- [GIVEN TEXT]:
────────────────────

SAIC ACTION REPORT. SAIC operates many of the Predators flown by the U.S. military over the skies of Iraq and Afghanistan. These unmanned drones have become the most lethal weapons in the U.S. arsenal. Here, from SAIC’s Fall/Winter 2006 in-house magazine is the company’s report: SAIC's Predator Operations Support:
On July 27, 2006, Taliban extremists gathered inside a building in Kandahar, Afghanistan, possibly to plot a terror strategy against US forces. In Iraq, enemy forces traveled in a vehicle near Ramadi, the southwest tip of the Sunni Triangle. Both targets were spotted by Predator unmanned aerial vehicles (UAVs) flying above. More than 7,000 miles away at the Predator Operations Center in Nevada, Air Force pilots launched the Predators' Hellfire missiles — destroying the building in Kandahar and the vehicle near Ramadi, according to a US Central Command Air Forces airpower summary.
Both the pilots flying the Predators and the military analysts who identify threats rely on SAIC for 24-hour/7-day-a-week technical support at the Nellis Air Force Base Predator Operations Center. SAIC helps ensure that analysts have current intelligence to identify, select, track and evaluate enemy targets. In fact, Predator has been credited with dramatically shortening the sensor-to-shooter cycle — the time between target identification and attack — from hours to minutes.
SAIC also helps ensure that analysts have current threat tracks to protect the Predator from possible enemy retaliation…SAIC works to help ensure that the network circuits delivering all of these operate with little interference. Predator is also known for its highly accurate targeting. SAIC experts helped by writing software that extracts the Predator's telemetry data and places it on maps for the air defense and route planning functions. In addition, SAIC created chat-room robots to monitor mission-relevant conversations and record them in time-stamped sequence to establish the decision timeline for post-mission analysis. According to an SAIC white paper, U.S. senior decision makers have used these logs to ascertain "ground truth" for vital missions. (Bold emphasis in original.)

────────────────────

- [DATA PROVIDED]:
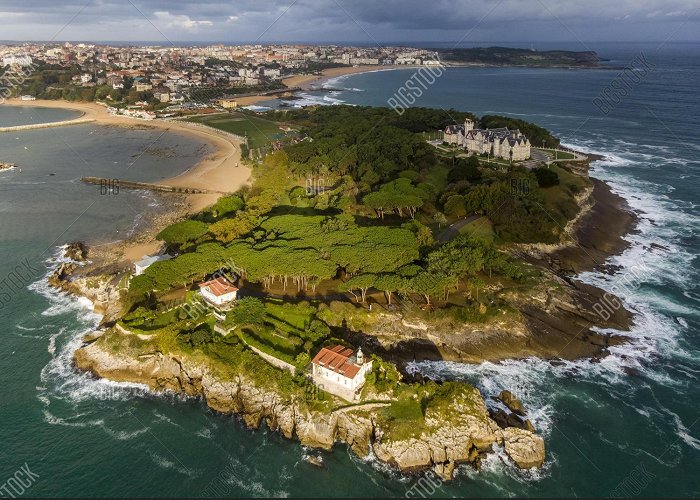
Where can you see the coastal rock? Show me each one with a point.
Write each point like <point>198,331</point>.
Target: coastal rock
<point>61,275</point>
<point>445,442</point>
<point>512,402</point>
<point>76,251</point>
<point>523,447</point>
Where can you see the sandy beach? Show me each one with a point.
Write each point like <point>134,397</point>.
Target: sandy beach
<point>307,81</point>
<point>221,172</point>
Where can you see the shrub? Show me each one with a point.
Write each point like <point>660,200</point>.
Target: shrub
<point>546,177</point>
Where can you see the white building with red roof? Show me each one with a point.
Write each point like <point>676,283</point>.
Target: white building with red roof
<point>218,291</point>
<point>340,371</point>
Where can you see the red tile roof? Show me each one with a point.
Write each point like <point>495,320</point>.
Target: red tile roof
<point>219,286</point>
<point>337,358</point>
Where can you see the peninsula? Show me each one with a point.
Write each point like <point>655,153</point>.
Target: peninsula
<point>296,300</point>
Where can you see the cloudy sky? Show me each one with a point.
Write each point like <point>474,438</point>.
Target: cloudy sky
<point>366,21</point>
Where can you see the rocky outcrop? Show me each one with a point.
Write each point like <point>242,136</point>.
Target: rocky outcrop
<point>512,402</point>
<point>463,436</point>
<point>76,251</point>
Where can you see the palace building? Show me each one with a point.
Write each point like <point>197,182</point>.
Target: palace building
<point>498,142</point>
<point>340,371</point>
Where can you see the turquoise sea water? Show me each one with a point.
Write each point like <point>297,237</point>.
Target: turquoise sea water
<point>633,415</point>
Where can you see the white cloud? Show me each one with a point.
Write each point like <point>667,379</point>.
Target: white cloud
<point>180,21</point>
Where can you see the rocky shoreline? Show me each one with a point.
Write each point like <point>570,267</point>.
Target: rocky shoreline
<point>548,317</point>
<point>465,437</point>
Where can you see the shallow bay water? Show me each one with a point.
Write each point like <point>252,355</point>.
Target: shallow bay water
<point>631,415</point>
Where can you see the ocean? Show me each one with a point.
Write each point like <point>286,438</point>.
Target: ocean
<point>625,425</point>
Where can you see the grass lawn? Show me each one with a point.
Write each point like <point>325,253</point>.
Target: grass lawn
<point>480,228</point>
<point>260,132</point>
<point>297,316</point>
<point>560,198</point>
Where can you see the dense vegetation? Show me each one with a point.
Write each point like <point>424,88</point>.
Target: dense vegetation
<point>311,261</point>
<point>507,56</point>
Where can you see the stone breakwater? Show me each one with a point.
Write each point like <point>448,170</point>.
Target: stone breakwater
<point>32,126</point>
<point>462,433</point>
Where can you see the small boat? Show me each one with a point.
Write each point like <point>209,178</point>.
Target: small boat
<point>314,460</point>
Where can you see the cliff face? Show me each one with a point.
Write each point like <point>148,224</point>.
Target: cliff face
<point>554,319</point>
<point>462,437</point>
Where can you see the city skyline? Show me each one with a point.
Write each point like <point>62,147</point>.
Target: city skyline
<point>333,21</point>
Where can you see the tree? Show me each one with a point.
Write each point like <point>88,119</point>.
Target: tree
<point>440,218</point>
<point>389,283</point>
<point>248,311</point>
<point>361,282</point>
<point>455,206</point>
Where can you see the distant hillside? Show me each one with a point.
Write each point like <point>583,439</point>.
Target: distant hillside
<point>504,56</point>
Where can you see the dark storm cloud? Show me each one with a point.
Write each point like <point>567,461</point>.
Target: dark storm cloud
<point>371,21</point>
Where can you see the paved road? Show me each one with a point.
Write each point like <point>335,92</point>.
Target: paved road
<point>452,231</point>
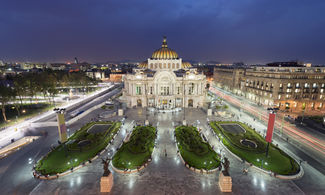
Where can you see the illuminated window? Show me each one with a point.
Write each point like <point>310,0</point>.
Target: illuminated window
<point>138,90</point>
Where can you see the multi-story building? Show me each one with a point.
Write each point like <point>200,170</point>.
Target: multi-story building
<point>165,81</point>
<point>293,89</point>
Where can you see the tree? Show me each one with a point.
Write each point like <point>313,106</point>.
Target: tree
<point>20,87</point>
<point>5,96</point>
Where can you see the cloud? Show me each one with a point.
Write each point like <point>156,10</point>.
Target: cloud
<point>223,30</point>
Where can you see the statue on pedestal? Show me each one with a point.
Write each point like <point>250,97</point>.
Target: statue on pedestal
<point>105,163</point>
<point>226,165</point>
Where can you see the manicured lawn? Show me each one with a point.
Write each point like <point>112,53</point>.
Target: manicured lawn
<point>79,148</point>
<point>137,150</point>
<point>194,151</point>
<point>277,160</point>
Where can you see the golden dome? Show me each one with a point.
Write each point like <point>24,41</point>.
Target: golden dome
<point>186,65</point>
<point>164,52</point>
<point>143,65</point>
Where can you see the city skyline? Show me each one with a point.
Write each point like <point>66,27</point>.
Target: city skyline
<point>255,32</point>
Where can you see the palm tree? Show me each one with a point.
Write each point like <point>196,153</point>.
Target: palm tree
<point>5,96</point>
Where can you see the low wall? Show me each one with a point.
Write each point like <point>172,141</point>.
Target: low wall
<point>49,177</point>
<point>17,144</point>
<point>296,176</point>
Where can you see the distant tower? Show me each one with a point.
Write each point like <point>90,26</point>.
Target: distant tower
<point>61,124</point>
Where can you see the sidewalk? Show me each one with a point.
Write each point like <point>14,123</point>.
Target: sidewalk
<point>17,131</point>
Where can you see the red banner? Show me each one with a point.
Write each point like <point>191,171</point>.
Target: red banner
<point>270,128</point>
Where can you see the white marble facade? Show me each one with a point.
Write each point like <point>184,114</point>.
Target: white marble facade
<point>164,82</point>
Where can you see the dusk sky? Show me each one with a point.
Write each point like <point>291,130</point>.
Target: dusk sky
<point>252,31</point>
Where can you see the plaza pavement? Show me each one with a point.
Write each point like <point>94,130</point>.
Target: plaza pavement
<point>167,175</point>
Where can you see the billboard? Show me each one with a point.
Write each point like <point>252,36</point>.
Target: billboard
<point>270,128</point>
<point>61,127</point>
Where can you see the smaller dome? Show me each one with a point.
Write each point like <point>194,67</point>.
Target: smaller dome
<point>164,52</point>
<point>143,64</point>
<point>186,65</point>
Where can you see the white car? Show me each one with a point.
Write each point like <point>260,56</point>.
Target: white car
<point>109,103</point>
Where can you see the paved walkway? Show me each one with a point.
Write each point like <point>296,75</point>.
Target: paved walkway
<point>167,175</point>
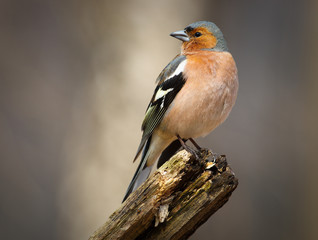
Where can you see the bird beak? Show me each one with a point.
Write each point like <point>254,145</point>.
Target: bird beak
<point>181,35</point>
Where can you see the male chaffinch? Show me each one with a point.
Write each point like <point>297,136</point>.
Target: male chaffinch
<point>195,93</point>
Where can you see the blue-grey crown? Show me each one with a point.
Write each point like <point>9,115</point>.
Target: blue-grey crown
<point>221,43</point>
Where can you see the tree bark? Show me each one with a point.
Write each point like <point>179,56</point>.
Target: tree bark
<point>178,198</point>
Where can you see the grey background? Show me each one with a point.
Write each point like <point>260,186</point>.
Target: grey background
<point>76,78</point>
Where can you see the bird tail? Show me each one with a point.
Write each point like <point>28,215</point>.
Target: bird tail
<point>143,172</point>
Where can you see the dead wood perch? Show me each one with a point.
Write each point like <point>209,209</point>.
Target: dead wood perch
<point>178,198</point>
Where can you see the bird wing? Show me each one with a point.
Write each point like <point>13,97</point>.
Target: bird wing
<point>169,83</point>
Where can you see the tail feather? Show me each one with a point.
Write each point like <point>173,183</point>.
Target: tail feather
<point>138,177</point>
<point>143,171</point>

────────────────────

- [PROBLEM SET]:
(A) Answer these questions using the SAIC report on Predator operations:
(i) On what date did Taliban extremists gather inside a building in Kandahar?
(ii) At which Air Force base is the Predator Operations Center where SAIC provides round-the-clock technical support?
(iii) What did SAIC create to monitor mission-relevant conversations?
(B) Reproduce the SAIC report's wording from "SAIC also helps" to "emphasis in original.)" without any changes.

- [LIST OF SOLUTIONS]:
(A)
(i) July 27, 2006
(ii) Nellis Air Force Base
(iii) Chat-room robots

(B)
SAIC also helps ensure that analysts have current threat tracks to protect the Predator from possible enemy retaliation…SAIC works to help ensure that the network circuits delivering all of these operate with little interference. Predator is also known for its highly accurate targeting. SAIC experts helped by writing software that extracts the Predator's telemetry data and places it on maps for the air defense and route planning functions. In addition, SAIC created chat-room robots to monitor mission-relevant conversations and record them in time-stamped sequence to establish the decision timeline for post-mission analysis. According to an SAIC white paper, U.S. senior decision makers have used these logs to ascertain "ground truth" for vital missions. (Bold emphasis in original.)